SOURCE MATERIAL
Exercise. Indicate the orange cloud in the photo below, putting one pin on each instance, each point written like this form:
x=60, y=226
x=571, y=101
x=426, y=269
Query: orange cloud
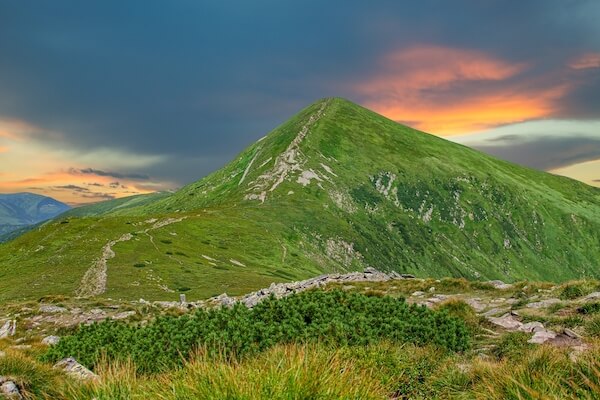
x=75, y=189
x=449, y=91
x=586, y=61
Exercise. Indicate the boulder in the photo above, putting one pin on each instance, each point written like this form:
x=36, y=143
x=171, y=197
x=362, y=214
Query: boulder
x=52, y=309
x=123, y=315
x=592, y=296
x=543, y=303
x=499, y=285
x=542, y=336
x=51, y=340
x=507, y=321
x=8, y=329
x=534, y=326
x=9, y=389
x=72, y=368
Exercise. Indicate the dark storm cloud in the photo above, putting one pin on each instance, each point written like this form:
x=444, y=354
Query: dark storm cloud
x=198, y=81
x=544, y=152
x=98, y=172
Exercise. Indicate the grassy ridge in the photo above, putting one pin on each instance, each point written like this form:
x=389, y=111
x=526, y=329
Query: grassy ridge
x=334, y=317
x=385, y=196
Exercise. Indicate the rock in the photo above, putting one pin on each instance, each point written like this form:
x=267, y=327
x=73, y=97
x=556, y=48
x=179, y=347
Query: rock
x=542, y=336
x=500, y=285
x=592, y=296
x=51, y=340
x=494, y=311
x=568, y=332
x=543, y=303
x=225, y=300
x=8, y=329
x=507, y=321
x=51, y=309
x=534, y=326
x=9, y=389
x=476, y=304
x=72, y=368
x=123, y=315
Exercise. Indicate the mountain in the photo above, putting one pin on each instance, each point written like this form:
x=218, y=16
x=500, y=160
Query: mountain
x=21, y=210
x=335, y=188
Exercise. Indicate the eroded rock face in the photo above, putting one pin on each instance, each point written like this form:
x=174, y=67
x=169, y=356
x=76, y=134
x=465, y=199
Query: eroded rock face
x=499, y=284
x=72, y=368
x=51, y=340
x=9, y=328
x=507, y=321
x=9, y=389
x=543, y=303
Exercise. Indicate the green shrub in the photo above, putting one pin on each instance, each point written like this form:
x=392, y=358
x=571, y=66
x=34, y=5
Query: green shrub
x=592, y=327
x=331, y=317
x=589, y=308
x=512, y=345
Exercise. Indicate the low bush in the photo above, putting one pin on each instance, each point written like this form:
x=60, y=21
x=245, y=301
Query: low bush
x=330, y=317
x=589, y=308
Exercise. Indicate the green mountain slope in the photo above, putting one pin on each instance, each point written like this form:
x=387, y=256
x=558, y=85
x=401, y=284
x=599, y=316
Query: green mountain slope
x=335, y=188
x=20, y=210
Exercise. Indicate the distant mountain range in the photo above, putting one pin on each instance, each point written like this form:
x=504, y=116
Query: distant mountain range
==
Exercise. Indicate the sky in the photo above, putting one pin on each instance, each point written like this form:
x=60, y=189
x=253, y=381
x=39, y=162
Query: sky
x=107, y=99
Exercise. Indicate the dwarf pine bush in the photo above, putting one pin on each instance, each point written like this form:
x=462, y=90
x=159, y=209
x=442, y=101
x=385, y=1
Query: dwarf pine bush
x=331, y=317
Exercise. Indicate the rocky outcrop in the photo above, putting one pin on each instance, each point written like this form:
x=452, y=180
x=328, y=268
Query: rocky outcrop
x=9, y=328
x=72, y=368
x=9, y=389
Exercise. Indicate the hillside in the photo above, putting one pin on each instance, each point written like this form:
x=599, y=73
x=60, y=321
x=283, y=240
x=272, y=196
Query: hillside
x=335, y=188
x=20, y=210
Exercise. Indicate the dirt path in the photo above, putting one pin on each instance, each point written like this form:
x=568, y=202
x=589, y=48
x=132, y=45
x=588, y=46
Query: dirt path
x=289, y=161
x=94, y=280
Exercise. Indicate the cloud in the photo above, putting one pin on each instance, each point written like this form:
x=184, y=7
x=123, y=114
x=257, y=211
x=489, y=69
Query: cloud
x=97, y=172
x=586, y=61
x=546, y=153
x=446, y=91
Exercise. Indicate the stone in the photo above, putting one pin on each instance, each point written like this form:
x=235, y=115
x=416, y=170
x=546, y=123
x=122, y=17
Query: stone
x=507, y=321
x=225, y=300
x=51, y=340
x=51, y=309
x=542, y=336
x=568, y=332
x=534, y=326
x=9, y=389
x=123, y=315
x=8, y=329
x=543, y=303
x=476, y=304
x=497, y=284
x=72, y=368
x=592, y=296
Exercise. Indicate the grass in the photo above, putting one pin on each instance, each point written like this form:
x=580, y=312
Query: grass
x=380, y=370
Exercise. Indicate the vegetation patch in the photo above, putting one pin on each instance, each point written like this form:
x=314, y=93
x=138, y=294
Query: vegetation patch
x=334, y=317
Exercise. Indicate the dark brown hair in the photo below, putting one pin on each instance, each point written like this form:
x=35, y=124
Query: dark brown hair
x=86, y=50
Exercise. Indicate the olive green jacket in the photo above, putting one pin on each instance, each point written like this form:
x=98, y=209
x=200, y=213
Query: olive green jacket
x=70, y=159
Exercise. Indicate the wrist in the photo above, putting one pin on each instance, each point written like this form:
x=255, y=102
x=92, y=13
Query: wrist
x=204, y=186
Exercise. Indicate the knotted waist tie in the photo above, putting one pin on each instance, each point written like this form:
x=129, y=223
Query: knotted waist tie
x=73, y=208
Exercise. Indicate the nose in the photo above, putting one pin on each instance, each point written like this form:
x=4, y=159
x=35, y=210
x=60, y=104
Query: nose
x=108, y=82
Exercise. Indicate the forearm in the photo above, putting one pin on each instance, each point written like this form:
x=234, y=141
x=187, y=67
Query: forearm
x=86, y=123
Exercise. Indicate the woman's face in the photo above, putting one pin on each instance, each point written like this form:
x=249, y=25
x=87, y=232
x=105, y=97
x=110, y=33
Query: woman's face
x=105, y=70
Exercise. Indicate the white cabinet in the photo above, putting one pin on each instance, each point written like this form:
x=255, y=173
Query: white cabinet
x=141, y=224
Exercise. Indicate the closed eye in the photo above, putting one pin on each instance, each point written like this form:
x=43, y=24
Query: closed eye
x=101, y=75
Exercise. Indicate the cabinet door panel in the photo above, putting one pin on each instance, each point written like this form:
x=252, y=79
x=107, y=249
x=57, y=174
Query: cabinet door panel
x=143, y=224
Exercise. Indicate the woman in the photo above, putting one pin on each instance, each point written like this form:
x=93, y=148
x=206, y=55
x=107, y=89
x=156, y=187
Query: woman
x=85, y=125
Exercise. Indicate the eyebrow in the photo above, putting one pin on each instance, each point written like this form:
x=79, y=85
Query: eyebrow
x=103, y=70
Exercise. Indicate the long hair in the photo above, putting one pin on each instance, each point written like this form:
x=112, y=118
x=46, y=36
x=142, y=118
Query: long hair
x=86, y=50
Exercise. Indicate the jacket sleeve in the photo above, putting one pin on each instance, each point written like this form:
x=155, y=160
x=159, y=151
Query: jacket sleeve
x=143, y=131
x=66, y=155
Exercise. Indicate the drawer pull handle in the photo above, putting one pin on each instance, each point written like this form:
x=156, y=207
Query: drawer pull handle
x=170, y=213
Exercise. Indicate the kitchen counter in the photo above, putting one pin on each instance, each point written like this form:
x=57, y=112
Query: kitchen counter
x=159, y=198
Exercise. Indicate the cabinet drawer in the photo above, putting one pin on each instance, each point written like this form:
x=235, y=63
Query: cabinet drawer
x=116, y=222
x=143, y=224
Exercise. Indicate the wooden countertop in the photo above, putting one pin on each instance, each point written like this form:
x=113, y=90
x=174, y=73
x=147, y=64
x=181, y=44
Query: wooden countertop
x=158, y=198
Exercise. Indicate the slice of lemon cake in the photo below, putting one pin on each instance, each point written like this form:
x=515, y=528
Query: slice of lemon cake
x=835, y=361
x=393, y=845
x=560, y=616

WHAT YOU ARE ASKED TO DO
Return the rows starting at the line containing "Exercise. Indicate the knotted" and ending at the line containing "x=101, y=75", both included, reproducing each line verbatim.

TASK SOLUTION
Exercise. Indicate the knotted waist tie in the photo above, putting one pin on each instance, each point written like this form:
x=129, y=223
Query: knotted waist tie
x=73, y=208
Exercise. Indicate the nose in the photo above, putting one pin on each instance, each point written like this form:
x=4, y=159
x=35, y=210
x=60, y=104
Query: nose
x=108, y=82
Exercise. Indicate the forearm in the photo above, putting one pin on each instance, each point written like this form:
x=234, y=141
x=187, y=67
Query: forearm
x=86, y=123
Exercise. Indicate the woman's face in the photo above, putting one pin on each instance, each point written like this form:
x=249, y=25
x=87, y=232
x=105, y=97
x=110, y=33
Query: woman's face
x=105, y=70
Exercise. Indicate the white cabinet in the photo above, putting one pin on each instance, each point written like this form:
x=255, y=173
Query: white cabinet
x=141, y=224
Exercise. Indicate the closed eye in the photo above, putting one pin on each instance, each point written like this form:
x=43, y=24
Query: closed eye
x=101, y=75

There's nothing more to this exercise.